Kortatu + Dirty Joy
C.S. Bernina - Milano - 11 gennaio 1987
Chissà perché i concerti che mi ricordo meglio sono sempre di gennaio o febbraio.
Se fossi un emokid potrei dire perché a gennaio ci sono meno giorni e quindi meno cose da ricordare, oppure perché l'inverno milanese cristallizza meglio i ricordi, o anche perché le notti di gennaio sono più buie e lunghe delle altre e ricordi meglio le cose che le hanno illuminate.
La realtà è che gennaio è un dito in culo che si agita a ricordarti che d'inverno, nella Milano del 1987, non succede un emerito cazzo.
Il Centro Sociale di Via Bernina era nato in uno dei tanti capannoni dismessi dell'epoca, in una di quelle vie dove non passa nessuno nella Bovisa pre-speculazione ediliza degli anni 90.
Probabilmente non se lo ricorda quasi nessuno, essendo stato occupato per un mese circa prima dell'intervento dei branchi cellularici di cani blu.

Voci del dataset:
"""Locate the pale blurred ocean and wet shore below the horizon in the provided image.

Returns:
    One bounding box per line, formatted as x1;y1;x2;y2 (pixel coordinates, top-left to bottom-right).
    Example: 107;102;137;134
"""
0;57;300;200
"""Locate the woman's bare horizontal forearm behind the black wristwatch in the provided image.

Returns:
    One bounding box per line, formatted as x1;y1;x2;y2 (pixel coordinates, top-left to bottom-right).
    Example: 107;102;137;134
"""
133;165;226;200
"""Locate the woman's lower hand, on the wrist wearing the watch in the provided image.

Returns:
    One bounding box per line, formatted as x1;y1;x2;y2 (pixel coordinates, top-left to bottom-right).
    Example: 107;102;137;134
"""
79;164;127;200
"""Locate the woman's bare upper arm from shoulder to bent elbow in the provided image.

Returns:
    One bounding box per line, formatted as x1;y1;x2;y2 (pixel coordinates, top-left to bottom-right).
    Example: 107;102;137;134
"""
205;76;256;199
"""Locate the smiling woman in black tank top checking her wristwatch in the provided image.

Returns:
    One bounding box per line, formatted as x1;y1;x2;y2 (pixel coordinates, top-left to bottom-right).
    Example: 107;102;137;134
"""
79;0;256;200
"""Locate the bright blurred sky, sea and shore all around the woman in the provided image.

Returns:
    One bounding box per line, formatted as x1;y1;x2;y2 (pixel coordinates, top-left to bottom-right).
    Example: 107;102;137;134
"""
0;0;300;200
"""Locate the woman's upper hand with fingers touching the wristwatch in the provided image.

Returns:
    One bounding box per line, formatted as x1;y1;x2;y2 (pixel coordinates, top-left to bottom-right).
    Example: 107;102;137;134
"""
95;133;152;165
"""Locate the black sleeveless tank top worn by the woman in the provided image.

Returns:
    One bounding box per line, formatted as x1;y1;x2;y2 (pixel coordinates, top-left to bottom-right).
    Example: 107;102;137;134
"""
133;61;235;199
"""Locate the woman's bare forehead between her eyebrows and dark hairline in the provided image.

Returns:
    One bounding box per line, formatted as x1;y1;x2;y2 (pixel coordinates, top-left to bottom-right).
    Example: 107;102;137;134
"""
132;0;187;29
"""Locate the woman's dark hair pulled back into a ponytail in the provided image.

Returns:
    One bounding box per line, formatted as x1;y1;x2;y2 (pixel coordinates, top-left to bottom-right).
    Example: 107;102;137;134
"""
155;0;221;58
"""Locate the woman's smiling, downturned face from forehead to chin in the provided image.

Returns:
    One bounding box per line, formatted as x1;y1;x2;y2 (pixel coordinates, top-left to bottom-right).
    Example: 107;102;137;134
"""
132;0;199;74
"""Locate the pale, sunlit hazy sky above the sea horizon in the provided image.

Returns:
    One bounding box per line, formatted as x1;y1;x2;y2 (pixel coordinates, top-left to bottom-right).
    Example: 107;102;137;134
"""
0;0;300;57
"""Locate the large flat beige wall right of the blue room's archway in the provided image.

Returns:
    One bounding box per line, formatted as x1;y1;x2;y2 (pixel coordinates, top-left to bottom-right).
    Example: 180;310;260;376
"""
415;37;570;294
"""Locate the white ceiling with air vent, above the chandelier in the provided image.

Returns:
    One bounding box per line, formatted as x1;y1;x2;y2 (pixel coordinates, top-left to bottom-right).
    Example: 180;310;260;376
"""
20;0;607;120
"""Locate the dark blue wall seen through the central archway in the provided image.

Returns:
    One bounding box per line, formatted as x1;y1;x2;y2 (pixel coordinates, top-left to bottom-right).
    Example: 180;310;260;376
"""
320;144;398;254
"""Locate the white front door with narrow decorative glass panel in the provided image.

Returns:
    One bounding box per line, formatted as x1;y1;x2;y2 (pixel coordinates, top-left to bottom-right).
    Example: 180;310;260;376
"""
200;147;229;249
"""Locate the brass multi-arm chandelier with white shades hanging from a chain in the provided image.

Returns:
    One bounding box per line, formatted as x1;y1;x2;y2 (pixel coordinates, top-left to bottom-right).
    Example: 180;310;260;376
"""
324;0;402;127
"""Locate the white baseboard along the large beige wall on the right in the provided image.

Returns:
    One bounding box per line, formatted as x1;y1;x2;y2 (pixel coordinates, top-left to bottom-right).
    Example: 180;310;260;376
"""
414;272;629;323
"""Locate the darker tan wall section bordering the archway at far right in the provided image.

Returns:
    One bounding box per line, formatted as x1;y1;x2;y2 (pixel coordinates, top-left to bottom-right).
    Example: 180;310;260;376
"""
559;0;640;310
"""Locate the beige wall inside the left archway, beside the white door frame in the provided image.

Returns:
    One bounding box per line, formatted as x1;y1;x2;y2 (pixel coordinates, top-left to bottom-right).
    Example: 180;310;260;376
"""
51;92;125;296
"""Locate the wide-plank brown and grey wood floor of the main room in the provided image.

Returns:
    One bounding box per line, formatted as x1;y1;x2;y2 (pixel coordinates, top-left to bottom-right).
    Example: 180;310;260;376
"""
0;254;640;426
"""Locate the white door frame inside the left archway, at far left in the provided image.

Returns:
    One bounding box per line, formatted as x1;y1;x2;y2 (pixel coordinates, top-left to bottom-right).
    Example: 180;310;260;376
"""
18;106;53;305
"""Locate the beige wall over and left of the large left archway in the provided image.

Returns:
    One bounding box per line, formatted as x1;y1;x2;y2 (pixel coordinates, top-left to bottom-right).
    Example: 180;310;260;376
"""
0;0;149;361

==

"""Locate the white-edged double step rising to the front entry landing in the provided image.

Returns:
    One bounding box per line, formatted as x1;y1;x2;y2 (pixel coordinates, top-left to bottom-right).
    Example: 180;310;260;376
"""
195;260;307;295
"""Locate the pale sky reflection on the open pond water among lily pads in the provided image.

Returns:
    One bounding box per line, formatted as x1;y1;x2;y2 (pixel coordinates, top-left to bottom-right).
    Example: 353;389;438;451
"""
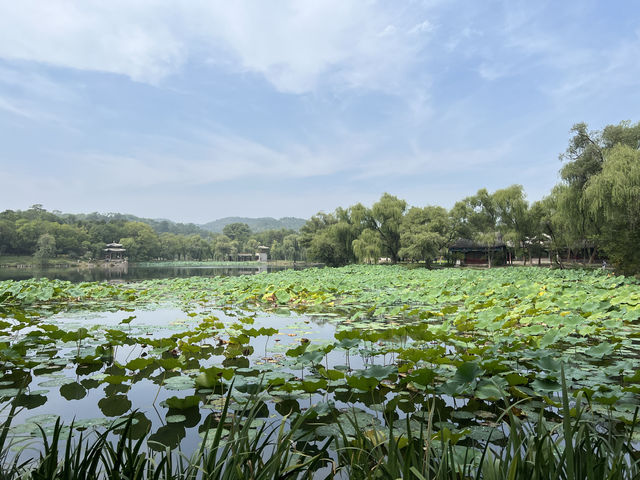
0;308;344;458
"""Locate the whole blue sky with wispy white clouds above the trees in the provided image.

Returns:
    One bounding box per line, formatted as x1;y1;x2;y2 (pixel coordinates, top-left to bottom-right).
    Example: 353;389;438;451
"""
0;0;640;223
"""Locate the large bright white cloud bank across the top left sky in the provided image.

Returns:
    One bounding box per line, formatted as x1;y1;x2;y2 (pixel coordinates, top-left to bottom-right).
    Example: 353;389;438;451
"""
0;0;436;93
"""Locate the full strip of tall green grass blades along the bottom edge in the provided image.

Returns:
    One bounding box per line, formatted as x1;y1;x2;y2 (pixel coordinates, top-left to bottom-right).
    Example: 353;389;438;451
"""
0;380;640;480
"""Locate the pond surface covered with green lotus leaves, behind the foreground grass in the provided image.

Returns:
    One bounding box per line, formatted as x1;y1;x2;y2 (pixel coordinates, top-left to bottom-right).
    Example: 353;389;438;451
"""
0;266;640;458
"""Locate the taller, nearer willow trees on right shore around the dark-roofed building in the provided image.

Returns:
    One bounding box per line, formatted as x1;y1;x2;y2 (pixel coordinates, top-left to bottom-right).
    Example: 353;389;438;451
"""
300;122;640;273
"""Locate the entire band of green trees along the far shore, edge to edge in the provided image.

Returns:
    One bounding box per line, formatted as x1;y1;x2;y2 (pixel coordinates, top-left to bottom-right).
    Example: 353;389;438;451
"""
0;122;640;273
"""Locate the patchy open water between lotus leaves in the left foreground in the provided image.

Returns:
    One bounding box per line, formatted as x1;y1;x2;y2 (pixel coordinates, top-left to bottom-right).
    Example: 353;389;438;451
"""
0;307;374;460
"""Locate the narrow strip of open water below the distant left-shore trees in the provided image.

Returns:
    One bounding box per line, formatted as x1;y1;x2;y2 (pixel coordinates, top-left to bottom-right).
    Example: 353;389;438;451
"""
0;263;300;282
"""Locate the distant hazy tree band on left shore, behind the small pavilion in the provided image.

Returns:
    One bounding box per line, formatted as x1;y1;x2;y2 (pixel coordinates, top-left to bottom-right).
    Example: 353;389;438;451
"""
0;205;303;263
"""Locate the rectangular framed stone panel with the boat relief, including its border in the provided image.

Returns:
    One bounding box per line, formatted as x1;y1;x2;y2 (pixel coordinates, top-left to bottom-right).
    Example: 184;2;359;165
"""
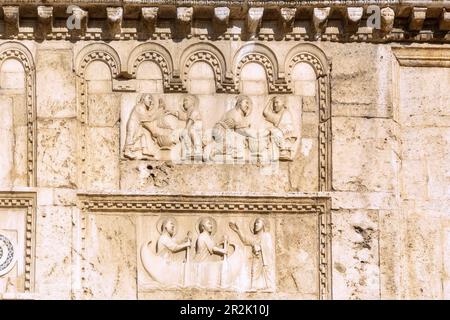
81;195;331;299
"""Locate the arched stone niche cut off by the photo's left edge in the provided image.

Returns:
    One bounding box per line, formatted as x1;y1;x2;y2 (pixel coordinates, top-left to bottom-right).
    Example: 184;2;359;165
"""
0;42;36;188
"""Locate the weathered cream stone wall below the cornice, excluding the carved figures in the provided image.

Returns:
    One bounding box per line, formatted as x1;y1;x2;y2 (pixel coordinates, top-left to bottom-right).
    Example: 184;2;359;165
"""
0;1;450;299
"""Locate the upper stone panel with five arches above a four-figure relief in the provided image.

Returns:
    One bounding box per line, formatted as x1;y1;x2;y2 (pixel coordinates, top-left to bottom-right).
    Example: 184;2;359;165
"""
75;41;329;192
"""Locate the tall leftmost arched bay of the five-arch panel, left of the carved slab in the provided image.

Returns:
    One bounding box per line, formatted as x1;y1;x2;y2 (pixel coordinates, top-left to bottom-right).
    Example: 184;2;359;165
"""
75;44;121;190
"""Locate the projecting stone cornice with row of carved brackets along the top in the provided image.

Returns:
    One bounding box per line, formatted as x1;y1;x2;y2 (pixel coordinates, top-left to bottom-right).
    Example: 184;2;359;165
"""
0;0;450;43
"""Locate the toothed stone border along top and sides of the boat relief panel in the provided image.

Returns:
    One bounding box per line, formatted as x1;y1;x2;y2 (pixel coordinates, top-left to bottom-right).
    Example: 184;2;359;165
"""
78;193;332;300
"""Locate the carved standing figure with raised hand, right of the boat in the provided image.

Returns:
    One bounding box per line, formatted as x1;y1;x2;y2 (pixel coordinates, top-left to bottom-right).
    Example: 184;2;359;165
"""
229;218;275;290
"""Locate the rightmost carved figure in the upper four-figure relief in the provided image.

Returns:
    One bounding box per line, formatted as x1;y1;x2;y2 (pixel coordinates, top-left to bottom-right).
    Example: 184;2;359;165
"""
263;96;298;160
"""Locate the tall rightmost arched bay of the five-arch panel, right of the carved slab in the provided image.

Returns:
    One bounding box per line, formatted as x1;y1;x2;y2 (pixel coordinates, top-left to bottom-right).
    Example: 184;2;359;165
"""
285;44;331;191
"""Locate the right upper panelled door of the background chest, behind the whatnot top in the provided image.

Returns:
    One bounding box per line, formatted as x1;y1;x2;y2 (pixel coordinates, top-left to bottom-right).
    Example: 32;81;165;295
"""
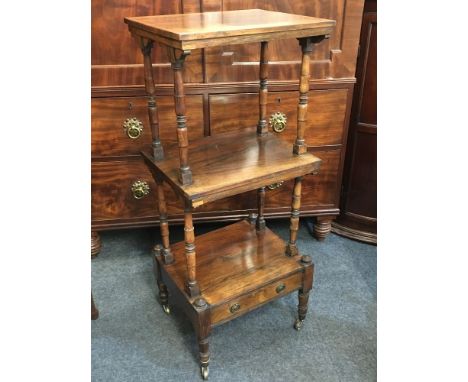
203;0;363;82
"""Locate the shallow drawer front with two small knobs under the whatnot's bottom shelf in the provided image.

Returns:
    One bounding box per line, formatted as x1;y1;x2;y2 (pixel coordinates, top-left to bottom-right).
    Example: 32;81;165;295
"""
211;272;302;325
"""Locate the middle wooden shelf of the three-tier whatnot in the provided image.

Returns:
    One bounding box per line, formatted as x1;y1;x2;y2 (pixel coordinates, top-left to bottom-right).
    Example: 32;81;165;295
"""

---

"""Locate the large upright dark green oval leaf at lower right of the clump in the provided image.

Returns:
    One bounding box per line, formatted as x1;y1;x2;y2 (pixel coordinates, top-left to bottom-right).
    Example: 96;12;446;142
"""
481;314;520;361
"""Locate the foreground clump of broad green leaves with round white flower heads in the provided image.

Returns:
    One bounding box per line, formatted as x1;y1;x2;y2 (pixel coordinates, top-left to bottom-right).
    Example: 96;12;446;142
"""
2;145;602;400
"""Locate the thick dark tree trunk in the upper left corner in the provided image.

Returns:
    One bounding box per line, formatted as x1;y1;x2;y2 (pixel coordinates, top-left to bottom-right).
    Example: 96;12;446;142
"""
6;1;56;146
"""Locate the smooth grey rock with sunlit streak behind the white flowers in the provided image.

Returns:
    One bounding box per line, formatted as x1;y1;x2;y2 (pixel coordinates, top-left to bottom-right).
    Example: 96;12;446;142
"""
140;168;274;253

# Elenco dei compiti:
**1.** Duplica alla lettera il passo del resoconto del concerto dei Kortatu che comincia con "Kortatu + Dirty" e prosegue fino a "le hanno illuminate.".
**2.** Rispondi a queste domande sul resoconto del concerto dei Kortatu, una per riga:
(a) In che data si è svolto il concerto?
(b) In quale zona di Milano si trovava il Centro Sociale di Via Bernina?
(c) Per quanto tempo circa è rimasto occupato il centro?
**3.** Porta avanti il resoconto del concerto dei Kortatu a partire dall'ultima frase riportata.

# Risposte ai compiti:
**1.**
Kortatu + Dirty Joy
C.S. Bernina - Milano - 11 gennaio 1987
Chissà perché i concerti che mi ricordo meglio sono sempre di gennaio o febbraio.
Se fossi un emokid potrei dire perché a gennaio ci sono meno giorni e quindi meno cose da ricordare, oppure perché l'inverno milanese cristallizza meglio i ricordi, o anche perché le notti di gennaio sono più buie e lunghe delle altre e ricordi meglio le cose che le hanno illuminate.

**2.**
(a) L'11 gennaio 1987.
(b) Nella Bovisa.
(c) Per circa un mese.

**3.**
Era, diciamolo, un edificio di merda. Freddo siberiano + umidità perenne. Con il muschio che c'era sui muri sembrava di stare in un presepe. Solo, si sentiva l'assenza di bue & asinello, che avrebbero garantito un minimo comfort termico. La sala concerti era a forma di "L", per cui solo metà della gente riusciva a vedere i concerti. Non che ci fossero tutte 'ste serate... anche perché in un mese riesci appena ad organizzarti. Io me ne ricordo solo un paio.
Abitando a poche decine di metri da Piazza Firenze, per chi conosce la geografia milanese, sono sempre stato lontano da qualunque centro sociale all'ombra della madunina, ma per quel fottuto mese ero praticamente a casa. La Bovisa, infatti, comincia appena dopo la Ferrovia Nord, da Piazzale Lugano, a qualche centinaio di metri da casa mia.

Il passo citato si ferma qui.